**INSTRUCTION 1**. List each line of the listing that contains the string "marking", treating uppercase and lowercase as different.

[Begin PAGE]

# What is your favorite fish to keep?



## Warhawk (Feb 23, 2014)

I have had a lot of different fish over the years but looking at my signature I think I have had more catfish then any other fish. I don't know why but I really like watching the catfish swim around my tank. As you can see in my signature I have a lot of catfish and I will be adding more soon as the tanks are ready. 

So I got to thinking who is my favorite and why.

I have 2 common pleco the larger one is 6-7" long he is my favorite so far, very beautiful I love to watch them swim around the tank. The smaller one is 5-6" long a lot darker but he was bullied in his old tank so I moved him to a different tank, now he is growing again. Both are nice looking forward to getting them a bigger tank.

The 2 Stripped Raphael catfish a few weeks ago. These two little fish have caused me more grief than any other fish I have ever had. I don't know why I like them so much but they are just cool to watch and just look like they have a attitude. They don't do much just get stuck in any hole that is big enough to squeeze their head into. So far I have had to rescue the small one twice and the larger one 3 times. Last time I feared I would have to bust the rock to get him out but got him to calm down and lower his fins and he swam out. Every day I will move the decor around the tank to find them and make sure they aren't stuck somewhere. It has been a few days and I think I have all the holes fixed so they can't get stuck again. 

My Blood Parrot is Captain Jack, we have had him for almost 2 years, he has tons of personality and will eat our of our hand. Just wish he was a little bigger but he grows slow. Right now is is 5-6" big so he will max out in the next year or so. My wife wants me to get a tank full of them so this summer I might be upgrading him to a 75G with buddies. 

My Bettas where my favorite for a long time but I have grown to love the bigger fish more. I thought about breeding betta's at one point but now I would rather do a different fish. 

So for me I would rate my cats as follows
Common Pleco
Stripped Raphael (but these guys keep growing they will get moved to the top) 
Blood Parrot (Captain Jack)


What are your favorite fish to keep?


----------



## sandybottom (Nov 29, 2012)

Fancy goldfish. They are full of personality. My big blue oranda spits water at me when he is hungry.

Wedging into crevices and holes is typical for raphaels. Typically, if they can get into a hole ,they can get out. Be careful trying to remove them.They also make a clicking sound with when they rub their fins together. They are pretty cool fish.


----------



## chiefacorn (Dec 2, 2014)

I enjoy cats myself, however lately it has been "what is the coolest/weirdest/rarest fish at my lfs". 
But, I would love a colony of zebra plecos. My goal is to find a supplier to get a male and 3 females so I can breed them. 

However, at the end of the day, nearly every singe tank of mine has, or has had, Buenos Aires tetras in them. I'm one of the bad people who cycle with fish, and I use Buenos Aires Tetras. And they don't die. I keep them in cichlid tanks, in goldfish tanks, in hyper-aggressive tanks... They fit in, and they rarely die. In fact, in the last 4 years of keeping them, only one has died, and that was within a week of getting him. I'm pretty sure he was weak already. Especially since he was put in a fully cycled tank, where the rest have continued to thrive.

[End PAGE]

**INSTRUCTION 2**. Decide whether each statement agrees with the fish-keeping thread above, and give yes or no along with the deciding words quoted from the thread. (a) The Blood Parrot called Captain Jack has been kept for almost two years. (b) The larger of the two common plecos was bullied in its old tank. (c) No Buenos Aires tetra has died in the four years they have been kept.

[Begin INPUT DATA]

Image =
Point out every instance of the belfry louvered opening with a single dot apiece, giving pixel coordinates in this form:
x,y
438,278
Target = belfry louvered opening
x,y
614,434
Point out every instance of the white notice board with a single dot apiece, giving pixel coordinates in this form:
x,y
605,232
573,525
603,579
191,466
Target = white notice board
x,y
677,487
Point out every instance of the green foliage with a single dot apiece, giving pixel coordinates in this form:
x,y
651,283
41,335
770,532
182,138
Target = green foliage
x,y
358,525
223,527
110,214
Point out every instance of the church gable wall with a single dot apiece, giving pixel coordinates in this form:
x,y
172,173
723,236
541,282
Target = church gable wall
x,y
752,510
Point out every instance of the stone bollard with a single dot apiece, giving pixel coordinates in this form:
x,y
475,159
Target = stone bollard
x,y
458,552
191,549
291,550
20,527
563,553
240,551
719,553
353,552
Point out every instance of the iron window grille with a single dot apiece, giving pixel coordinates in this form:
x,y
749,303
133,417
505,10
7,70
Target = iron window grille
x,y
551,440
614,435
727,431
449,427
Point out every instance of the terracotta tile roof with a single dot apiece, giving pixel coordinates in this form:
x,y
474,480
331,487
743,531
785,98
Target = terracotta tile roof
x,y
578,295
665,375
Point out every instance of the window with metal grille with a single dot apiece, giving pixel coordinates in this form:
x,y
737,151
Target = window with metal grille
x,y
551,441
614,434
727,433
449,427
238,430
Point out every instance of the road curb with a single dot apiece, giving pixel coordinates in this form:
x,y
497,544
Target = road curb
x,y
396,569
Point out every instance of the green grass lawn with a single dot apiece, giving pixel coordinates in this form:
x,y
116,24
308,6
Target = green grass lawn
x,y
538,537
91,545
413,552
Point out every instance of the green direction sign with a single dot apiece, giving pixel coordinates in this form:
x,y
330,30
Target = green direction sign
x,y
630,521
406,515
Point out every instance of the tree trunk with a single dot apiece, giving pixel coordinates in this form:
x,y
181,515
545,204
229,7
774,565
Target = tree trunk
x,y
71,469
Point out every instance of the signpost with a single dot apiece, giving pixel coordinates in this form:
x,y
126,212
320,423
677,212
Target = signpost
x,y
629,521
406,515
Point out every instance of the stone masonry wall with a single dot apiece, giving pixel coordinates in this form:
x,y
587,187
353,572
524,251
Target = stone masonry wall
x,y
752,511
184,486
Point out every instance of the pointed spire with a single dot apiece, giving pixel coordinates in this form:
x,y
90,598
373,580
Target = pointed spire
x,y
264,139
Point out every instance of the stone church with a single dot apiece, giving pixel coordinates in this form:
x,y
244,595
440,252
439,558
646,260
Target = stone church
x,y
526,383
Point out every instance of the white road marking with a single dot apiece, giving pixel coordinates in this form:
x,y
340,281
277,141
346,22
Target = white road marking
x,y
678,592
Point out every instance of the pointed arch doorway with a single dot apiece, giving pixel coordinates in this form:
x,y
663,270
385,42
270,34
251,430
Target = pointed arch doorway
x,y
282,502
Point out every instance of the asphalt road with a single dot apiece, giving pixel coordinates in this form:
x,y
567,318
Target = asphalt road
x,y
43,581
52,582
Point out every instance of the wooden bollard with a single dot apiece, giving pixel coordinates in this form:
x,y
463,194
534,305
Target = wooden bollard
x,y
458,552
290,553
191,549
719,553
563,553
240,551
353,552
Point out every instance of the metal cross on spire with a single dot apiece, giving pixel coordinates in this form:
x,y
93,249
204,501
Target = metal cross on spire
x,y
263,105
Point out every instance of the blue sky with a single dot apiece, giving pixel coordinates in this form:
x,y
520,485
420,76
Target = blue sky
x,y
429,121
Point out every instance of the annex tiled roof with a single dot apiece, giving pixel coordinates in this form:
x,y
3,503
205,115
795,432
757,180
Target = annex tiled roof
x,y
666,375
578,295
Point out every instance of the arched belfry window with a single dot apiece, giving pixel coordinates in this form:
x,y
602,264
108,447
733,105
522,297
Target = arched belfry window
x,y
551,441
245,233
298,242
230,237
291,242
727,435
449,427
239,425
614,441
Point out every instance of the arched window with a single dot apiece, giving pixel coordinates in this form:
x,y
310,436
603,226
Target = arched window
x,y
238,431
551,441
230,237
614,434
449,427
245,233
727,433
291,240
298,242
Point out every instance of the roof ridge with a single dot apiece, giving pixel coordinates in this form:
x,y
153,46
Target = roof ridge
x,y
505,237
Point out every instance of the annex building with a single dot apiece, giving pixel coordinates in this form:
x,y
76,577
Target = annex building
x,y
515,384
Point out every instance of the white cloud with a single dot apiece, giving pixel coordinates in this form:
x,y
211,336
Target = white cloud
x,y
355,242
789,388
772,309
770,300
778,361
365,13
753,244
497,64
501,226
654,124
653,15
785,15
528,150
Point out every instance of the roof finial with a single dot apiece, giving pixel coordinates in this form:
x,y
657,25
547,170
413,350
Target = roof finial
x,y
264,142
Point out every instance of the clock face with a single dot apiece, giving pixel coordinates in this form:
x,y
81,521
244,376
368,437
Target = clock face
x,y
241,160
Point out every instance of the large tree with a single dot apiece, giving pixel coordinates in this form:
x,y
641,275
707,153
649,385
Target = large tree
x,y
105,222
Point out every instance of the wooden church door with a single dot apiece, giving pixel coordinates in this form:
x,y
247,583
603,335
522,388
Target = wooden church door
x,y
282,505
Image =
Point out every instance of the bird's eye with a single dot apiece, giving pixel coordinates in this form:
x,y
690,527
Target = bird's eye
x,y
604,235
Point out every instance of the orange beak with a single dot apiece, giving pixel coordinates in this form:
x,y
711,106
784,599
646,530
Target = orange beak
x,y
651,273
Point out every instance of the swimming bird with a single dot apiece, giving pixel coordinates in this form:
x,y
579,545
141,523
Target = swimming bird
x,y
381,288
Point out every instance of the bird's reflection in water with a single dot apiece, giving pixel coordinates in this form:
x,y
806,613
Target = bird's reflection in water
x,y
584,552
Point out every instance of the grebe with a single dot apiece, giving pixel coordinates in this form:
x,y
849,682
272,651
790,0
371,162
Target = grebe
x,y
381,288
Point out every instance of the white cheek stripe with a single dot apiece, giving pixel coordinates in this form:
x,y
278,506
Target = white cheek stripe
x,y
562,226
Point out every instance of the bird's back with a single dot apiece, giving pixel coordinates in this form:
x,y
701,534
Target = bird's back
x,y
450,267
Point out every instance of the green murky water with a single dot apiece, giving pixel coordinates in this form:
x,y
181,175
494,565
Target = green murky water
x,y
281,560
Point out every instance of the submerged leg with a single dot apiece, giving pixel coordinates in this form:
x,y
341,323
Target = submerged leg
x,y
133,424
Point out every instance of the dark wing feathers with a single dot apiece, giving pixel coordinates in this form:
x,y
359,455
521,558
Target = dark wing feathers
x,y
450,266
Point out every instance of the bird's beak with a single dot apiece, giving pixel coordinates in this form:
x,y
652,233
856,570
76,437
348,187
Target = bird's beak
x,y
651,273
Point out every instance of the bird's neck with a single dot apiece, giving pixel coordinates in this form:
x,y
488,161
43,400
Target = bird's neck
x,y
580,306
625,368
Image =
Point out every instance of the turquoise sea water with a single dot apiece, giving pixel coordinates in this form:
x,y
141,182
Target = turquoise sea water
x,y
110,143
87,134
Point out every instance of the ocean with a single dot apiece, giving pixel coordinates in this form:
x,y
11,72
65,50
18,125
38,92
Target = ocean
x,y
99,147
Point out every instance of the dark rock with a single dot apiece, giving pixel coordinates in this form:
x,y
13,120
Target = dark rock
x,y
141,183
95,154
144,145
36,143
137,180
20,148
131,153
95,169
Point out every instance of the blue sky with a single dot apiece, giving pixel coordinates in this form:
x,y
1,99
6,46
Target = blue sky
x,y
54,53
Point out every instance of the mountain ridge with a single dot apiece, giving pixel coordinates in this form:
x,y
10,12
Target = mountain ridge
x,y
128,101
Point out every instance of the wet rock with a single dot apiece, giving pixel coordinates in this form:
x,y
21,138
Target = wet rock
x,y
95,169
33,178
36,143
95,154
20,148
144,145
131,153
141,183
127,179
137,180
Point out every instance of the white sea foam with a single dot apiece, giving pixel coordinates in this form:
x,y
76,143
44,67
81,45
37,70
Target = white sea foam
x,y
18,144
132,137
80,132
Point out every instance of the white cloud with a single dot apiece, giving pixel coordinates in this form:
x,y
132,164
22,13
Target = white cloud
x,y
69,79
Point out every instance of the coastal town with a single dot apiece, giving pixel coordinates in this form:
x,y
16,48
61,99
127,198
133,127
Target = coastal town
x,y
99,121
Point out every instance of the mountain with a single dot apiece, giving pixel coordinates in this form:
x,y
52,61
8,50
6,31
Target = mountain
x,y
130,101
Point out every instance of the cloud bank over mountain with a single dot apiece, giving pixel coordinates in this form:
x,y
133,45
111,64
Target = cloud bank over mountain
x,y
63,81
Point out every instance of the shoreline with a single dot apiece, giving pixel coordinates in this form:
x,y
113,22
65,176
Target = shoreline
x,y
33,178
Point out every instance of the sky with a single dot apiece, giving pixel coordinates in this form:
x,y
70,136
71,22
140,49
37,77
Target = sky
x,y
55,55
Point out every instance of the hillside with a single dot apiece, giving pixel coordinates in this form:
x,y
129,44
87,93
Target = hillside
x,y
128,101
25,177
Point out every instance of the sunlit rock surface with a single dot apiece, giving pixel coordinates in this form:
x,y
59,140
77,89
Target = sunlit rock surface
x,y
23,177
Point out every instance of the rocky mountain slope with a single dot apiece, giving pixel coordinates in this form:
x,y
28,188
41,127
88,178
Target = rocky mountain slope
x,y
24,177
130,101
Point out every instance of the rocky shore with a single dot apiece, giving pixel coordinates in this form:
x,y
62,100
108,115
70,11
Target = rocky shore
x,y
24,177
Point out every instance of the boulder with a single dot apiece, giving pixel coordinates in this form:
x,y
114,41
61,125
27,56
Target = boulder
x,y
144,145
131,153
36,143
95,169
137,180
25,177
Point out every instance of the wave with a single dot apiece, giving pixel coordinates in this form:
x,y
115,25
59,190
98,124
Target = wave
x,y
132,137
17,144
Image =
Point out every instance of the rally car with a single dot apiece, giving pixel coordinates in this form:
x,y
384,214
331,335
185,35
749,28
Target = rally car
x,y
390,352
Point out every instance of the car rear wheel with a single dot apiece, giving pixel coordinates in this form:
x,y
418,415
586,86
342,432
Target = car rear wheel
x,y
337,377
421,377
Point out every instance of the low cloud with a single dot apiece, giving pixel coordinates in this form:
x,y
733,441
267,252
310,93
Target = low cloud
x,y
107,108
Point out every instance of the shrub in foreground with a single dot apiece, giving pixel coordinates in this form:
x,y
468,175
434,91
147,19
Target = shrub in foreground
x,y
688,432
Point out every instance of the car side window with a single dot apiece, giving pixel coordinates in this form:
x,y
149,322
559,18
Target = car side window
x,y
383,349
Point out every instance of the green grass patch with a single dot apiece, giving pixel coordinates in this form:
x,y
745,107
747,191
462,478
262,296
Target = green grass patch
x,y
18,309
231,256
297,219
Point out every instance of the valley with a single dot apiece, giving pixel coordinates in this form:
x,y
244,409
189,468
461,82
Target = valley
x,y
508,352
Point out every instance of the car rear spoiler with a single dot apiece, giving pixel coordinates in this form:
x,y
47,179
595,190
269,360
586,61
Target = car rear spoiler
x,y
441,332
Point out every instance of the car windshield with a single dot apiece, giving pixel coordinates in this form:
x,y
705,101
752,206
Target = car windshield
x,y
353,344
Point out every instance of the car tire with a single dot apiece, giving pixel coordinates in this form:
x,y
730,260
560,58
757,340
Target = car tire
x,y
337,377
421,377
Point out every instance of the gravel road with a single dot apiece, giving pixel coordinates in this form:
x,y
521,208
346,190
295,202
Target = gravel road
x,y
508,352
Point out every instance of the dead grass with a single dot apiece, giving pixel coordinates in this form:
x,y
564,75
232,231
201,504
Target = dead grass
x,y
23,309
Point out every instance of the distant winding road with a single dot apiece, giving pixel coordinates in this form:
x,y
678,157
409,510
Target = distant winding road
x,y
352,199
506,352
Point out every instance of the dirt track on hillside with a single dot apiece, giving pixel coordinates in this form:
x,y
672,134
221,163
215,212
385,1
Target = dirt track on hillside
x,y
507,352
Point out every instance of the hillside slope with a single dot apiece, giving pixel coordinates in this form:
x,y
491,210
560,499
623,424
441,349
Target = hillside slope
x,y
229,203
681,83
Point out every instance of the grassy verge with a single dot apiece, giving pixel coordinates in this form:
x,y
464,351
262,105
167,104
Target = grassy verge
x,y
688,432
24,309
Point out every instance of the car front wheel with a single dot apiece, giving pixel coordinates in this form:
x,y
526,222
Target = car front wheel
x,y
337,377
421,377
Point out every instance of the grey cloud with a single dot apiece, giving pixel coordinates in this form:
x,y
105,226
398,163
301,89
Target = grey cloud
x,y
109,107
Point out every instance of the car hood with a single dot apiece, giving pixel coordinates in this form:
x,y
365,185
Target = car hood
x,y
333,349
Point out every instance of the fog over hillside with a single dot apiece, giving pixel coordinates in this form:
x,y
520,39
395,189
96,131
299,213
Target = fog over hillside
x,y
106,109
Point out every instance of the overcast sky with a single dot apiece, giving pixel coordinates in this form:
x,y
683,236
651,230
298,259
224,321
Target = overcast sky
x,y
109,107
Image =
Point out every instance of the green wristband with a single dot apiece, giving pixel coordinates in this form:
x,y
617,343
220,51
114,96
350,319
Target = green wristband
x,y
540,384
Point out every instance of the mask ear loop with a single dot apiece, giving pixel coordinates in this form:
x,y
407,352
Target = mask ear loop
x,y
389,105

[End INPUT DATA]

**COMPLETE ANSWER 1**.
Point out every instance of the white road marking with a single dot apiece, giving pixel coordinates in this form:
Target = white road marking

**COMPLETE ANSWER 2**.
(a) Yes: "we have had him for almost 2 years"
(b) No: "The smaller one is 5-6" long a lot darker but he was bullied in his old tank"
(c) No: "in the last 4 years of keeping them, only one has died"